## Recorded information
####################

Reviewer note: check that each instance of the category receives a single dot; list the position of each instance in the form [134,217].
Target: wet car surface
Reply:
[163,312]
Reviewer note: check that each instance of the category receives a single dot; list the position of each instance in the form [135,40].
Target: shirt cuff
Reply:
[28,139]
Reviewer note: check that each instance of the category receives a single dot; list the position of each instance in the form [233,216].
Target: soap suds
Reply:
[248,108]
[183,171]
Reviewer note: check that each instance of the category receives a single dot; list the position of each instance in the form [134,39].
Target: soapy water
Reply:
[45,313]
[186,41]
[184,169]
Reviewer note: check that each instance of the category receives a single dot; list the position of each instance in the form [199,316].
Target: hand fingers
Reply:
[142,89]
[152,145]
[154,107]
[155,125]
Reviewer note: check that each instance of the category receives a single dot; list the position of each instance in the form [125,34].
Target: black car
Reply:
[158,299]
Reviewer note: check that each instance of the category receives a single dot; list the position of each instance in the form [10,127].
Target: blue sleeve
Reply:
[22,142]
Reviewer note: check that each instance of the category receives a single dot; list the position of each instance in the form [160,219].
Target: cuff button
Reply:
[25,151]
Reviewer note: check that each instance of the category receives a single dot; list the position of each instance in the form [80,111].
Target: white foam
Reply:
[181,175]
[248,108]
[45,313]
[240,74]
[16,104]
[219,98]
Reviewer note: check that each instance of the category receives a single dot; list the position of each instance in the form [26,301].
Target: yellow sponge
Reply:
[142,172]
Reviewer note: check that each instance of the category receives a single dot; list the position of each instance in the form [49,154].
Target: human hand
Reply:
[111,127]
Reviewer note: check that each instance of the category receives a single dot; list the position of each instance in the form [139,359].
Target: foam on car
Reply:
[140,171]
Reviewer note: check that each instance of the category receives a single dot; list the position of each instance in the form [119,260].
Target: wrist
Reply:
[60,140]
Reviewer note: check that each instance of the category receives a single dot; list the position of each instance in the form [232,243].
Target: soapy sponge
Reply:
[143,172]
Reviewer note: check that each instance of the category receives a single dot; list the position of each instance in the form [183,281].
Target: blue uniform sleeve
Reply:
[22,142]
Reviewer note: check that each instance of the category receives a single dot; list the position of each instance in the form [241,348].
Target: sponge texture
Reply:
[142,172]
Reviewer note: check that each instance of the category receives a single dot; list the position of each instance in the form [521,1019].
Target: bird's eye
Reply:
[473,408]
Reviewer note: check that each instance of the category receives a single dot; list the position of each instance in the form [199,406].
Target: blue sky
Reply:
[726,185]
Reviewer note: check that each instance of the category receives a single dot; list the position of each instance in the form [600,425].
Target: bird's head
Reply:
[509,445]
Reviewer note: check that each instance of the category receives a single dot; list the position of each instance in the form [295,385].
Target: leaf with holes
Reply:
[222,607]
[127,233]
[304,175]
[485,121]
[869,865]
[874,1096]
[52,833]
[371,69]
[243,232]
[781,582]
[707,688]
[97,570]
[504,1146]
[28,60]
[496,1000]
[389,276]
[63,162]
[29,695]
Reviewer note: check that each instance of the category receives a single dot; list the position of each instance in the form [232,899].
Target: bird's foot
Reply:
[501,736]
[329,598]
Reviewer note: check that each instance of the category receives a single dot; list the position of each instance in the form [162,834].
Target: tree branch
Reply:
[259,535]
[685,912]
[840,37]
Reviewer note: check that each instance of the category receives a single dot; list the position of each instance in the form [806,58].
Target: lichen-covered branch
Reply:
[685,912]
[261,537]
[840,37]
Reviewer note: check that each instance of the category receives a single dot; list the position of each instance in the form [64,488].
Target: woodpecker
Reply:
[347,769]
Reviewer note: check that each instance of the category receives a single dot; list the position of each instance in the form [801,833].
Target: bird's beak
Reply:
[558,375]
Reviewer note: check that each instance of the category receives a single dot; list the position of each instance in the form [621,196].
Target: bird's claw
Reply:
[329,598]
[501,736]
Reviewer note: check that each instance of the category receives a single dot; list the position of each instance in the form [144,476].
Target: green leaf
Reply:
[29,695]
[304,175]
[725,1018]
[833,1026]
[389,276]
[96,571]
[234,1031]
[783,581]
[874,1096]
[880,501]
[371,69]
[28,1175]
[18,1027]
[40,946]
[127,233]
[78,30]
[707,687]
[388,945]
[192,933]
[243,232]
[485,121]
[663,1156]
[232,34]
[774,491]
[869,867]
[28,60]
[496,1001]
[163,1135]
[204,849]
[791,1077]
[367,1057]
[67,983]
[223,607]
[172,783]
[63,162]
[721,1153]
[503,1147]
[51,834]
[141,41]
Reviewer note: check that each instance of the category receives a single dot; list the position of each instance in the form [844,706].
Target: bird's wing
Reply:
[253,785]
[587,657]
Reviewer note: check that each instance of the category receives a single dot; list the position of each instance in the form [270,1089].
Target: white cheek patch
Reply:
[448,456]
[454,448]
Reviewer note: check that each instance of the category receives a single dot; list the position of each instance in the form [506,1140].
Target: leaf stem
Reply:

####################

## What you are asked to do
Please return the data above exactly as given.

## Reply
Reviewer note: check that each instance of the category receives a single dot; list the position of each instance in the form [134,217].
Target: wet car surface
Reply:
[163,312]
Reviewer note: check that each instance of the category receives a single dot; list the position of each instance in the form [135,40].
Target: shirt cuff
Reply:
[28,139]
Reviewer note: check that each instance of the category receives a single dot; list the position of each instance in the form [233,216].
Target: soap suds
Reply:
[248,108]
[183,171]
Reviewer note: check that each instance of the category receives a single dot; list the position of each instance in the form [134,39].
Target: soapy water
Reply:
[45,313]
[186,41]
[184,169]
Reviewer note: check that each instance of the category receives a single dot; list the position of each instance in the form [199,316].
Target: hand fingers
Reply:
[142,89]
[152,145]
[154,107]
[155,125]
Reviewer note: check that each instance of the category receives a single dot; list the position of each instance in the form [125,34].
Target: black car
Reply:
[158,299]
Reviewer note: check that each instance of the category receives a single dot; list the position of each instance in the form [10,127].
Target: blue sleeve
Reply:
[22,142]
Reviewer note: check that each instance of the category receives a single dot; list the position of each instance in the form [160,219].
Target: cuff button
Reply:
[25,151]
Reviewer note: check that each instance of the category receives a single dot; list the position of each instance in the form [80,111].
Target: white foam
Reply:
[181,175]
[248,108]
[45,313]
[240,74]
[16,104]
[219,98]
Reviewer note: check that each instance of the category receives a single dot; list the position of each instance in the form [26,301].
Target: yellow sponge
Reply:
[142,172]
Reviewer note: check that each instance of the category receives a single dot; list the position of each instance in the form [49,154].
Target: human hand
Reply:
[111,127]
Reviewer note: check that each instance of the category receives a single dot; list the position of each instance in the form [139,359].
Target: foam on car
Reply:
[140,171]
Reviewer note: check that each instance of the category receives a single dot; list the position of each instance in the form [119,260].
Target: wrist
Reply:
[60,140]
Reviewer note: check that each instance of the category receives a single dot; list the position of each instance in the form [232,243].
Target: soapy sponge
Reply:
[143,172]
Reviewer note: check that each instance of the category receives a single dot; list the position of each instance in the form [183,281].
Target: blue uniform sleeve
Reply:
[22,142]
Reviewer note: check that each instance of the category receives a single dot; list the position of each instance in the form [241,348].
Target: sponge texture
Reply:
[142,172]
Reviewer note: check that each instance of the category receives a single dot; list the position of each instance in the form [521,1019].
Target: bird's eye
Reply:
[473,408]
Reviewer note: check that each instance of the category receives a single dot; list the position of each instance in the form [199,406].
Target: blue sky
Reply:
[726,185]
Reviewer note: check that each instance of the category receives a single dot; list the position of each instance in the form [600,425].
Target: bird's head
Reply:
[509,445]
Reviewer note: check that each instance of the category receives a single dot; list the position of each instance in the form [295,385].
Target: leaf with holes
Reply:
[222,607]
[127,233]
[304,175]
[485,121]
[869,865]
[874,1096]
[52,833]
[371,69]
[243,232]
[781,582]
[707,688]
[97,570]
[504,1146]
[28,60]
[496,1000]
[389,276]
[63,162]
[29,695]
Reviewer note: check that each instance of the category receives a single dot; list the position of each instance in the form [232,899].
Target: bird's foot
Reply:
[501,736]
[329,598]
Reviewer note: check that each instance of the category receives a single dot; list the position of each instance in the form [162,834].
Target: tree branch
Reply:
[259,535]
[685,912]
[840,37]
Reviewer note: check that each instance of the category receives a single dot; list the position of each instance in the form [806,58].
Target: lichen-covered branch
Reply:
[685,912]
[261,537]
[840,37]
Reviewer note: check that each instance of the category receives a single dot; list the position of each instance in the form [64,488].
Target: woodpecker
Reply:
[347,769]
Reviewer note: check that each instance of the category receives a single dot; list the position of each instance in the form [801,833].
Target: bird's beak
Reply:
[558,375]
Reviewer note: check that each instance of the category receives a single dot; list the position of each instance in the form [621,196].
Target: bird's claw
Reply:
[329,598]
[501,736]
Reviewer note: check that each instance of the category receives a single dot; list the position of each instance in the form [144,476].
Target: green leaf
Reply:
[29,695]
[304,175]
[725,1018]
[833,1026]
[389,276]
[96,571]
[234,1031]
[783,581]
[874,1096]
[880,501]
[371,69]
[28,1175]
[18,1027]
[40,946]
[127,233]
[78,30]
[707,687]
[388,945]
[192,933]
[243,232]
[485,121]
[663,1156]
[232,34]
[774,491]
[869,867]
[28,60]
[496,1001]
[163,1135]
[204,849]
[791,1077]
[367,1057]
[67,983]
[223,607]
[172,783]
[63,162]
[721,1153]
[503,1147]
[51,834]
[141,41]
Reviewer note: check that each instance of the category receives a single dot; list the position of each instance in the form [844,706].
Target: bird's wing
Reply:
[253,785]
[587,657]
Reviewer note: check that each instance of the category receives a single dot; list the position of each instance in the form [270,1089].
Target: white cheek patch
Reply:
[448,456]
[454,448]
Reviewer note: check that each instance of the category receives a single dot; list the position of each instance in the form [506,1140].
Target: leaf stem
Reply:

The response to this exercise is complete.